*What to do*: Express the lines starting at the beginning of the items and ending at the line that contains "148), (29, 145)]" as a JSON list of strings, one string per line, with blank lines and the pictures left out.

*Raw records*:
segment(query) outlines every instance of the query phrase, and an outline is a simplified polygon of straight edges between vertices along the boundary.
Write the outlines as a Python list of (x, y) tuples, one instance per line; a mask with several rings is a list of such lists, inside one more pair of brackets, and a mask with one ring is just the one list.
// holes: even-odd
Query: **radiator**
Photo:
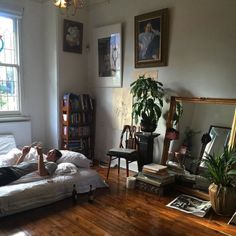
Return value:
[(32, 142), (31, 121), (0, 122), (0, 134), (13, 134), (19, 148), (29, 145)]

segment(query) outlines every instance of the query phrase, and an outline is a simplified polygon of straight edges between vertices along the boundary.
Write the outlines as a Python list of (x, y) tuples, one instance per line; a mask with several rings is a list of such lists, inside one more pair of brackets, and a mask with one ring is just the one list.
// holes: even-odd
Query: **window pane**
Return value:
[(18, 111), (17, 67), (0, 66), (0, 111)]
[(0, 62), (16, 64), (16, 33), (14, 20), (0, 17)]

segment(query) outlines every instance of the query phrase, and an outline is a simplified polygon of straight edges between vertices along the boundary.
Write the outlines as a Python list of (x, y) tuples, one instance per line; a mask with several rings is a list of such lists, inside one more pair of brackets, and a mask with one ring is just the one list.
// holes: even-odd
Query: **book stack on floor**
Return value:
[(142, 172), (136, 176), (136, 187), (138, 189), (163, 194), (163, 187), (174, 183), (175, 175), (170, 173), (167, 166), (151, 163), (143, 166)]

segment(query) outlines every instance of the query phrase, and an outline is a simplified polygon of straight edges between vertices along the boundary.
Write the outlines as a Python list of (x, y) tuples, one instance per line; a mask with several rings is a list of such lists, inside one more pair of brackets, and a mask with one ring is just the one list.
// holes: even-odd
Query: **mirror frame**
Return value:
[[(200, 104), (224, 104), (224, 105), (235, 105), (236, 106), (236, 99), (231, 98), (208, 98), (208, 97), (176, 97), (172, 96), (170, 100), (170, 108), (167, 116), (166, 121), (166, 131), (170, 128), (173, 128), (173, 117), (176, 110), (176, 103), (177, 102), (187, 102), (187, 103), (200, 103)], [(232, 117), (233, 122), (233, 117)], [(161, 164), (166, 165), (168, 160), (168, 152), (170, 147), (171, 140), (164, 138), (163, 144), (163, 152), (161, 158)]]

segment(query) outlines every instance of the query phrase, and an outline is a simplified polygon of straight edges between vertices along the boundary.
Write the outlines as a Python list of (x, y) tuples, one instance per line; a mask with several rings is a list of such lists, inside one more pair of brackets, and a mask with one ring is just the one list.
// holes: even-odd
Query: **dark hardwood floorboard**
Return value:
[[(95, 167), (105, 179), (105, 168)], [(210, 211), (204, 218), (166, 207), (179, 193), (164, 196), (127, 190), (126, 172), (110, 172), (109, 188), (98, 189), (94, 202), (82, 194), (76, 204), (71, 198), (54, 204), (0, 218), (0, 235), (235, 235), (229, 218)]]

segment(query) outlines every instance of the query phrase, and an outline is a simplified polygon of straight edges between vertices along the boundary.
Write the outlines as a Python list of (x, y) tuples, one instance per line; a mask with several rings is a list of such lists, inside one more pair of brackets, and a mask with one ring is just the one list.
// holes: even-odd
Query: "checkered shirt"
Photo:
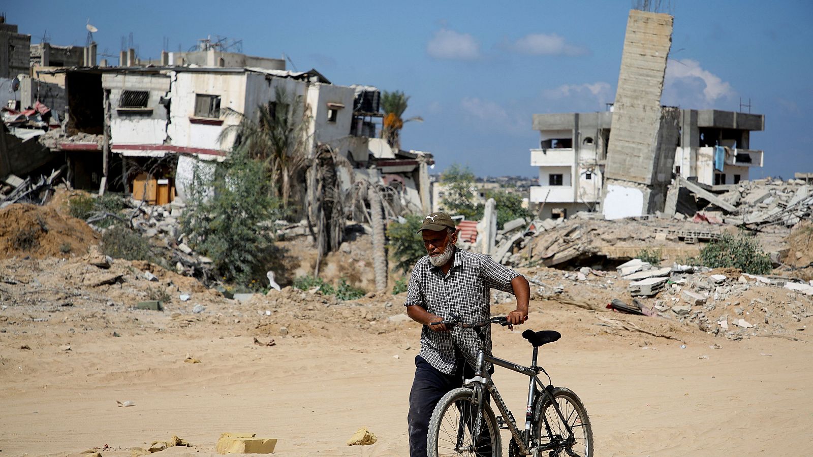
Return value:
[[(511, 281), (520, 273), (481, 254), (455, 249), (454, 259), (446, 276), (440, 267), (432, 265), (428, 255), (419, 260), (412, 269), (404, 306), (417, 305), (443, 318), (454, 312), (466, 324), (490, 319), (491, 289), (513, 294)], [(482, 330), (485, 333), (485, 350), (490, 354), (491, 328), (483, 327)], [(446, 374), (457, 369), (459, 354), (473, 366), (479, 349), (480, 341), (474, 330), (454, 327), (451, 332), (435, 332), (424, 325), (420, 333), (420, 355)], [(491, 369), (490, 363), (488, 365), (486, 368)]]

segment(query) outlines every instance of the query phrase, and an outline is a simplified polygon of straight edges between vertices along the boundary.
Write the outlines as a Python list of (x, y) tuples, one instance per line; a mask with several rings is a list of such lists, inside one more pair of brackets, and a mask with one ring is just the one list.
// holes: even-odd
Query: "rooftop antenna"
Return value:
[(88, 29), (88, 39), (85, 42), (85, 47), (89, 46), (90, 43), (93, 42), (93, 33), (99, 31), (92, 24), (90, 24), (90, 18), (88, 18), (88, 23), (85, 24), (85, 28)]

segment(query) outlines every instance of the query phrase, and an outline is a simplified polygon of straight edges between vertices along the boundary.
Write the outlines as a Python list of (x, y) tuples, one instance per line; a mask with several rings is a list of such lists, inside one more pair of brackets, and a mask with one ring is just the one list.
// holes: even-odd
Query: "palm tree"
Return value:
[(416, 120), (423, 122), (420, 116), (413, 116), (407, 120), (403, 120), (404, 111), (406, 111), (406, 103), (409, 97), (403, 92), (396, 90), (394, 92), (384, 91), (381, 94), (381, 107), (384, 109), (384, 128), (381, 129), (381, 137), (387, 140), (389, 146), (401, 147), (401, 129), (404, 124)]
[(226, 115), (237, 117), (239, 122), (224, 128), (218, 140), (223, 144), (233, 134), (233, 147), (263, 160), (275, 196), (281, 197), (282, 207), (287, 209), (292, 189), (304, 185), (295, 178), (311, 161), (306, 134), (310, 115), (303, 112), (282, 86), (275, 88), (274, 98), (274, 102), (257, 107), (256, 120), (227, 108)]

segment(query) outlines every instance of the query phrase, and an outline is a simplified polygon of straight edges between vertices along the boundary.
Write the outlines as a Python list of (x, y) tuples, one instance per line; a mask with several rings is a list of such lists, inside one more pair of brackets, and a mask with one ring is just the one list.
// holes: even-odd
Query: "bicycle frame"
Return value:
[[(477, 333), (479, 336), (480, 329), (476, 329), (476, 330), (477, 330)], [(534, 417), (534, 411), (533, 411), (533, 407), (537, 400), (537, 390), (534, 389), (535, 385), (539, 387), (538, 391), (540, 392), (541, 395), (544, 395), (548, 398), (550, 403), (553, 405), (554, 409), (556, 411), (556, 414), (559, 415), (559, 418), (562, 420), (562, 423), (564, 424), (565, 429), (567, 430), (567, 433), (569, 435), (567, 438), (564, 438), (563, 437), (560, 437), (559, 440), (554, 440), (553, 439), (554, 437), (551, 437), (551, 441), (549, 444), (542, 446), (538, 446), (536, 448), (536, 450), (538, 452), (540, 450), (549, 450), (551, 449), (555, 449), (559, 446), (561, 446), (561, 443), (559, 442), (566, 439), (570, 440), (573, 437), (573, 432), (570, 428), (570, 424), (565, 419), (564, 415), (562, 414), (562, 411), (559, 409), (559, 404), (557, 404), (557, 403), (553, 398), (553, 395), (550, 394), (550, 389), (548, 389), (544, 385), (542, 385), (541, 381), (539, 381), (539, 378), (537, 377), (539, 372), (542, 371), (541, 367), (537, 366), (537, 356), (538, 355), (538, 350), (539, 350), (538, 347), (533, 348), (533, 359), (531, 363), (531, 366), (524, 367), (522, 365), (518, 365), (509, 360), (505, 360), (503, 359), (500, 359), (498, 357), (494, 357), (493, 355), (486, 354), (485, 350), (483, 349), (481, 346), (480, 350), (477, 352), (476, 368), (475, 371), (474, 376), (471, 379), (467, 379), (463, 381), (464, 385), (472, 385), (475, 382), (480, 382), (485, 386), (489, 393), (490, 393), (491, 396), (494, 398), (494, 404), (497, 405), (497, 409), (498, 409), (500, 413), (502, 415), (503, 421), (505, 422), (506, 425), (508, 426), (508, 429), (509, 431), (511, 431), (512, 439), (514, 440), (515, 442), (516, 442), (517, 447), (519, 447), (520, 449), (520, 452), (522, 453), (524, 455), (529, 455), (532, 454), (532, 450), (529, 448), (529, 445), (531, 442), (531, 431), (534, 422), (534, 419), (538, 420), (538, 418)], [(489, 374), (487, 370), (483, 369), (483, 368), (485, 366), (486, 362), (489, 362), (491, 363), (493, 363), (494, 365), (502, 367), (503, 368), (507, 368), (512, 372), (522, 373), (530, 377), (528, 386), (528, 405), (525, 410), (524, 437), (523, 437), (522, 433), (520, 433), (520, 429), (516, 425), (516, 421), (514, 419), (513, 416), (511, 415), (511, 411), (508, 409), (508, 407), (506, 405), (505, 401), (502, 399), (502, 397), (500, 396), (499, 392), (497, 390), (497, 386), (494, 385), (494, 383), (491, 379), (491, 375)], [(552, 388), (553, 386), (550, 387)], [(473, 437), (479, 436), (481, 422), (482, 422), (481, 420), (476, 421), (476, 427), (472, 431)], [(550, 433), (550, 429), (547, 430), (547, 432), (549, 434)]]

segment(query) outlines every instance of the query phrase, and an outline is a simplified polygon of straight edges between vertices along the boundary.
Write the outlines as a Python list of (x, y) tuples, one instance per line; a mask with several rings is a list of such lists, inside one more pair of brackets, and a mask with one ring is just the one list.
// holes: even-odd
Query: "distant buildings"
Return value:
[[(679, 117), (675, 173), (722, 189), (763, 166), (763, 151), (750, 149), (751, 132), (764, 129), (763, 115), (680, 110)], [(599, 210), (611, 124), (611, 111), (533, 115), (540, 144), (530, 151), (531, 165), (539, 181), (530, 201), (543, 205), (543, 219)]]

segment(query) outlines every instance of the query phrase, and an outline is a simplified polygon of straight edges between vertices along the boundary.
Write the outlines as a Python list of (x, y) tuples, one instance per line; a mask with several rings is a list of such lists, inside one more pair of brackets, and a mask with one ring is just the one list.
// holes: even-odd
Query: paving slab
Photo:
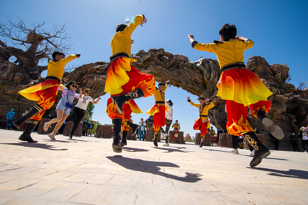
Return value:
[(0, 130), (0, 205), (306, 204), (308, 154), (271, 151), (250, 167), (248, 150), (192, 143), (128, 140), (120, 153), (112, 139), (56, 140)]

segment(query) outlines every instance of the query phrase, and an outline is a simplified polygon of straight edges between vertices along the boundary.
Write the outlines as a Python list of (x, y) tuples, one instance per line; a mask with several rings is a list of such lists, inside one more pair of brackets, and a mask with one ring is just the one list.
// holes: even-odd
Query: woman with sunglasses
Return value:
[[(75, 82), (71, 82), (65, 87), (63, 87), (63, 93), (62, 94), (62, 98), (60, 99), (58, 103), (56, 108), (57, 111), (57, 118), (53, 119), (49, 122), (45, 123), (44, 126), (44, 130), (47, 131), (48, 128), (51, 127), (50, 125), (58, 123), (55, 127), (54, 131), (50, 134), (48, 135), (48, 136), (53, 140), (55, 140), (55, 135), (59, 130), (61, 126), (63, 123), (63, 122), (65, 120), (70, 114), (71, 107), (70, 107), (70, 106), (73, 103), (73, 101), (75, 98), (78, 99), (82, 97), (82, 94), (81, 93), (81, 88), (79, 88), (80, 91), (80, 94), (78, 94), (75, 92), (76, 89), (78, 87), (78, 86)], [(59, 88), (59, 89), (60, 88)]]
[(73, 135), (77, 129), (78, 125), (79, 124), (79, 123), (84, 116), (84, 113), (86, 112), (86, 110), (87, 110), (87, 107), (88, 106), (89, 102), (91, 102), (94, 105), (96, 105), (101, 99), (100, 98), (99, 98), (96, 101), (94, 101), (93, 98), (89, 96), (89, 95), (91, 93), (91, 89), (89, 88), (87, 88), (84, 90), (84, 91), (83, 91), (84, 94), (82, 94), (82, 90), (81, 89), (79, 88), (79, 90), (80, 90), (80, 98), (79, 98), (77, 104), (73, 109), (70, 119), (71, 121), (74, 123), (74, 125), (72, 129), (72, 131), (71, 132), (71, 134), (70, 135), (70, 139), (72, 139), (73, 138)]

*In response*:
[
  "segment(query) outlines every instance of the query phrase, and an outline is a simplified polygon of straight edges between vertices along the boundary.",
  "Write the outlines as a Python list of (x, y) tuples, one instance per line; a mask with several rings is a list of such lists, inside one more pair of brackets, and a mask with one ring is just the one list.",
  "// holes: even-odd",
  "Query: **radiator**",
  "Photo:",
  "Return value:",
  "[(32, 142), (31, 121), (0, 122), (0, 134), (13, 134), (19, 148), (29, 145)]"
]